[Opening Exercise passage section]
- Born: Charles David Marsden 14 April 1938 Croydon, London, England
- Died: 29 September 1998 (aged 60)
- Known for: Neurology – movement disorders
- Awards: Fellow of the Royal Society (1983) Ellison-Cliffe Medal (1988) Baly Medal (1991)

= C. David Marsden =

British neurologist (1938–1998)

(Charles) David Marsden (14 April 1938 - 29 September 1998), FRS was a British neurologist who made a significant contribution to the field of movement disorders. He was described as 'arguably the leading academic neurologist and neuroscientist of his generation in the UK'.

== Education and early life ==

Marsden was born in Croydon in 1938. He trained in medicine at St Thomas' Hospital London. He was awarded intercalated Bachelor of Science and Master of Science degrees in 1960 on the subject of pigmentation of the substantia nigra. He obtained his Bachelor of Medicine, Bachelor of Surgery (MBBS) in 1963, and became a member of the Royal College of Physicians (MRCP) in 1965.

==Career and research ==
He was a lecturer at St Thomas' Hospital for two years before proceeding to the National Hospital for Neurology and Neurosurgery as a senior resident house physician. In 1970 he became Honorary Consultant Neurologist to the Maudsley and Bethlem Royal Hospitals and at the King's College Hospital, and also Senior Lecturer at the Institute of Psychiatry. He became joint Chair of Neurology at the Institute of Psychiatry and Kings College Hospital medical school in 1972. He succeeded Roger Gilliat as Chair of Neurology at the Institute of Neurology, Queen Square in 1987, and became the Dean of Neurology eight years later. He had just started a one year sabbatical at the National Institute of Health at Bethesda for a detailed study of apraxia when he died suddenly from an unsuspected congenital coronary anomaly at the age of 60 years.

Marsden's major works were in movement disorders. His interest in this field started with his medical school thesis which was a comparative study of mammalian substantia nigra. After graduation his initial interest was the neurophysiological study of parkinsonian tremor. His later contributions include the complications of levodopa; the motor control physiology of dystonia, myoclonus, and essential tremor; the discovery of the mitochondrial defect in the substantia nigra in Parkinson's disease; and the use of fluorodopa positron emission tomography (PET) to study the growth of embryonic tissue transplants in Parkinson's disease. He described several neurological conditions such as painful legs/moving toes, cortical and corticospinal myoclonus, and primary writing tremor. He was instrumental in establishing dystonia as an organic disease rather than a hysterical condition, and made a major contribution to its classification. He established the UK Parkinson's Disease Society´s brain bank.

Marsden collaborated at King's College with Peter Jenner and John Rothwell. One of his most important collaborators was Stanley Fahn who is at the Columbia Presbyterian Hospital in New York; together they founded the Movement Disorders journal and the Movement Disorder Society

Marsden published more than 800 peer reviewed papers and over 208 book chapters. He was, for ten years, editor of the Movement Disorders Journal and the Journal of Neurology, Neurosurgery, and Psychiatry; he was also on the editorial boards of 21 other journals

== Awards and honours ==
He received several awards during his lifetime, including being elected a Fellow of the Royal Society (FRS) in 1983 and Honorary Doctor of Science (DSc) from the University of London in 1984. In 1988 he received the Ellison-Cliffe Medal from the Royal Society of Medicine.
[Closing Exercise passage section]
[Opening Data to examine section]
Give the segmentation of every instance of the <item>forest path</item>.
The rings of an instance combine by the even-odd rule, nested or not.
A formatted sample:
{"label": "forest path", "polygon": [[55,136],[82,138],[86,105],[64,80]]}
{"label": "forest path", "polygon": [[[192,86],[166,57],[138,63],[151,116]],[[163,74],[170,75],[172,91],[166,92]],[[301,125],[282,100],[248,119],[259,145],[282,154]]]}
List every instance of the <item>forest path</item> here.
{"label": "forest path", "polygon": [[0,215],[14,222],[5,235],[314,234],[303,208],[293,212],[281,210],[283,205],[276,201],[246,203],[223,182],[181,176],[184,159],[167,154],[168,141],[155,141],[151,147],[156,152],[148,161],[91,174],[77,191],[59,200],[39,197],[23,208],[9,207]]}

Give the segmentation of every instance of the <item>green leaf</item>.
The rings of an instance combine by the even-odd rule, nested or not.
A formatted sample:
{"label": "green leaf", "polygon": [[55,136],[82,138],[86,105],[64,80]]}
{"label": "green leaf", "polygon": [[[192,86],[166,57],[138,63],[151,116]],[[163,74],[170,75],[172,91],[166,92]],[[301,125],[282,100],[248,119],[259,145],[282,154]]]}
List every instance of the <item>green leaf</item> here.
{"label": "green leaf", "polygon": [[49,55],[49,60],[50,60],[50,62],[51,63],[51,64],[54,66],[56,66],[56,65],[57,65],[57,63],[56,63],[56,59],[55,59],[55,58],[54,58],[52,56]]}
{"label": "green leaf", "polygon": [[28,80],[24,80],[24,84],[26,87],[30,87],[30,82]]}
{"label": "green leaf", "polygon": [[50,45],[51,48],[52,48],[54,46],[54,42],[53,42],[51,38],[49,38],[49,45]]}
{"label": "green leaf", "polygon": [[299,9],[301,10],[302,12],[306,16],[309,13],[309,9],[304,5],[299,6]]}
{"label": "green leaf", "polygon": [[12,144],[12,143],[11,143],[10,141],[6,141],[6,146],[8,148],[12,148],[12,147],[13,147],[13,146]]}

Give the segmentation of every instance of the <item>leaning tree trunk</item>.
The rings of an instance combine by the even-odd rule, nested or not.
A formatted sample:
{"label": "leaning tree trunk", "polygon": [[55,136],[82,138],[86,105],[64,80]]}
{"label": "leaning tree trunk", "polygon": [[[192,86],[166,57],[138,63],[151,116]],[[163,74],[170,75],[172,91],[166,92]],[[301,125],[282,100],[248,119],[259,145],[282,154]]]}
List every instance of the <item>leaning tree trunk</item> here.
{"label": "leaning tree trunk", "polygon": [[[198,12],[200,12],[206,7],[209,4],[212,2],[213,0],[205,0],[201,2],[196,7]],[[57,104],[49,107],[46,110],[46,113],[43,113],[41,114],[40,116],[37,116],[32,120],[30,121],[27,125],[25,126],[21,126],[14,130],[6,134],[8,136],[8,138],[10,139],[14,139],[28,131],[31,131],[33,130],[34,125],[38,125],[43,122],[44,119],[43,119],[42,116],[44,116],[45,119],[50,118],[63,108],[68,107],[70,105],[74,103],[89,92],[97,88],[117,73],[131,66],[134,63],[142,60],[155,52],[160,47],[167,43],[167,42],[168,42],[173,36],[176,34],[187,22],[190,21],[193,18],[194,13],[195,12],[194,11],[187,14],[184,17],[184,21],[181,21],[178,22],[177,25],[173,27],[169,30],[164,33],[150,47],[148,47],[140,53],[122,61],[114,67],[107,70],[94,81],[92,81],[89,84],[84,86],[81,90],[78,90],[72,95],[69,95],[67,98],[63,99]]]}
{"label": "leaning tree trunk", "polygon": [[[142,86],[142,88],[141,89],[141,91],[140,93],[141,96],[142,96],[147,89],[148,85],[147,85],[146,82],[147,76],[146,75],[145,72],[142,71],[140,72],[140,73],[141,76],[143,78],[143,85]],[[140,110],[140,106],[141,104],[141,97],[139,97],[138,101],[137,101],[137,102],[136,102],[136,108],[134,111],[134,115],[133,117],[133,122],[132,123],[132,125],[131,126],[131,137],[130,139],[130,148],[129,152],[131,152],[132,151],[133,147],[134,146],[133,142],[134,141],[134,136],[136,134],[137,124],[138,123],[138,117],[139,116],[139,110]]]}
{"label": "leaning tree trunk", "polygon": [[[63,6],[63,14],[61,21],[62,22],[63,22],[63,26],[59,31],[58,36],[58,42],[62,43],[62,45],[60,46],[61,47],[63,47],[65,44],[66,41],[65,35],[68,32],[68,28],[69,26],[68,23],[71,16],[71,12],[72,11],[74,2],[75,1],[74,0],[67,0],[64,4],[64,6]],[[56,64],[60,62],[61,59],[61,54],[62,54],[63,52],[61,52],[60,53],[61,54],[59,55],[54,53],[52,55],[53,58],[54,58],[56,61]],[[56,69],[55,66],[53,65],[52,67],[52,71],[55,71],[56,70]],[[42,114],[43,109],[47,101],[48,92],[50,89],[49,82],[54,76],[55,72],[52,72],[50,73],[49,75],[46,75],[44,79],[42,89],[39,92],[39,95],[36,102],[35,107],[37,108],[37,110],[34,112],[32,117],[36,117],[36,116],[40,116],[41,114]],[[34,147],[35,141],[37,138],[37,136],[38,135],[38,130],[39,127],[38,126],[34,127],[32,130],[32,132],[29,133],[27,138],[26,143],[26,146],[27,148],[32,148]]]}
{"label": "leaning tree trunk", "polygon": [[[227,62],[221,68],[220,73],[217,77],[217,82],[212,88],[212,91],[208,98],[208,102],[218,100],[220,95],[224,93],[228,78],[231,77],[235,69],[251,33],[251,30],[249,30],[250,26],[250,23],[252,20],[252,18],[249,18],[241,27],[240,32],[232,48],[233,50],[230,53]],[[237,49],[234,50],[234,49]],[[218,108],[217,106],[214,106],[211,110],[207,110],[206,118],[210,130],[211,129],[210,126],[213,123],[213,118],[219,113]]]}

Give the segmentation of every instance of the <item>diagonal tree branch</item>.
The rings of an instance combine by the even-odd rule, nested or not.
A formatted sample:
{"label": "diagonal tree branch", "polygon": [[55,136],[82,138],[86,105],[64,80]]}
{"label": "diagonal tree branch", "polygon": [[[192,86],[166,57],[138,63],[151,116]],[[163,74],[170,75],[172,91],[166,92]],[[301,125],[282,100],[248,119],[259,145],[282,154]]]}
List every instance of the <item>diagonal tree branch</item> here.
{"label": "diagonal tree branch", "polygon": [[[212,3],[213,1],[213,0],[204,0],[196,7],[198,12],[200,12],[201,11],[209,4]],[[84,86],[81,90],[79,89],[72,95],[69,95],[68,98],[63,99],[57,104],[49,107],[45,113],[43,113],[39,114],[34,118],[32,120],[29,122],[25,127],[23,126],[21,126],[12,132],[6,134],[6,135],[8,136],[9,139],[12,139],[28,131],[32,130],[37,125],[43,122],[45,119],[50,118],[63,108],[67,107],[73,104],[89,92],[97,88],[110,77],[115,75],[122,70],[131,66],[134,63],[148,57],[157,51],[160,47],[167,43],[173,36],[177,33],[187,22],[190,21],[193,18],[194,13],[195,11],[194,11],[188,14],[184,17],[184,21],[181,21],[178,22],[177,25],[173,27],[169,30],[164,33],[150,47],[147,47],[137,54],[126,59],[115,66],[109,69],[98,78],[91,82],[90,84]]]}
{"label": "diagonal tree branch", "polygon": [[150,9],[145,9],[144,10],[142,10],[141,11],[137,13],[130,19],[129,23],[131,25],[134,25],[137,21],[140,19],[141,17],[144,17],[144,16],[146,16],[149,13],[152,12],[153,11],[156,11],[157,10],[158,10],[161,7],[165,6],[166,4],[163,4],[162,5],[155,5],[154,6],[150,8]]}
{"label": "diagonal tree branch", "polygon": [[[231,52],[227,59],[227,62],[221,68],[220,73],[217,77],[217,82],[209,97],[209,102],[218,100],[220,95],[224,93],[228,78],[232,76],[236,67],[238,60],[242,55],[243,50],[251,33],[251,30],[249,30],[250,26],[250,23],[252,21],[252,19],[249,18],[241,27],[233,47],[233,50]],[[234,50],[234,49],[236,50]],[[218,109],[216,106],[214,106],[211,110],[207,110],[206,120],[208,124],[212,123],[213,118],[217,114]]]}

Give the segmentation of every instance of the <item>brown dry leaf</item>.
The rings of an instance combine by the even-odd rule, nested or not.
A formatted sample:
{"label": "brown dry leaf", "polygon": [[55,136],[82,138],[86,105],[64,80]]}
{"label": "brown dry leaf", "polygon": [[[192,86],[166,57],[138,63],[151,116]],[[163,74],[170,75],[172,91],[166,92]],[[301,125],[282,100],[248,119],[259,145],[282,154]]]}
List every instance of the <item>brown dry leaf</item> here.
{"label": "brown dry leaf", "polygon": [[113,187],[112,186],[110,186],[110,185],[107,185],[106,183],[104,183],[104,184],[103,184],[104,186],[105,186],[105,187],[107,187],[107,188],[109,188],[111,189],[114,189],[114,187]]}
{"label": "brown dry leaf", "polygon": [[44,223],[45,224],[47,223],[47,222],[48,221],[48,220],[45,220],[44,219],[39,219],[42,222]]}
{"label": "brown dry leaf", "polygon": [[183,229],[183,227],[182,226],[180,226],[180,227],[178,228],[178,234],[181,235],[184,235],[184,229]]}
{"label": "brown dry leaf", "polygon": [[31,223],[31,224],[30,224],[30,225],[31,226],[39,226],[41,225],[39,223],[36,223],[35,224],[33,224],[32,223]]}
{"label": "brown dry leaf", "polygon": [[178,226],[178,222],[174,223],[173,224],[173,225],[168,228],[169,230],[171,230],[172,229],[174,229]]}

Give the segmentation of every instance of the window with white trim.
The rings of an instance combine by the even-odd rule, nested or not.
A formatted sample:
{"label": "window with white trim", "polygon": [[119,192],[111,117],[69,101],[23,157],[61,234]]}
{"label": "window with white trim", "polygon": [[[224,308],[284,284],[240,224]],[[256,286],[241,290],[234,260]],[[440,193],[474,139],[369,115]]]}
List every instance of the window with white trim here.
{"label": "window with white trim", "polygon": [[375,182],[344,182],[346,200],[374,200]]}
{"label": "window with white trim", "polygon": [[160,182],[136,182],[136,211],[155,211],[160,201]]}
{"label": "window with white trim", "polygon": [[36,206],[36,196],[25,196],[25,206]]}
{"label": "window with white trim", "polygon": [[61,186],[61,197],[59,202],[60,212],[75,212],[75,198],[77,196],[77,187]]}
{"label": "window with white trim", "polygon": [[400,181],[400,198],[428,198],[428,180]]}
[Closing Data to examine section]
• **Exercise objective**:
Answer these questions about the C. David Marsden biography:
(a) Where did Marsden train in medicine?
(b) Whom did he succeed as Chair of Neurology at the Institute of Neurology, Queen Square, and in which year?
(c) What did he found together with Stanley Fahn?

• **Result below**:
(a) St Thomas' Hospital London
(b) Roger Gilliat, in 1987
(c) The Movement Disorders journal and the Movement Disorder Society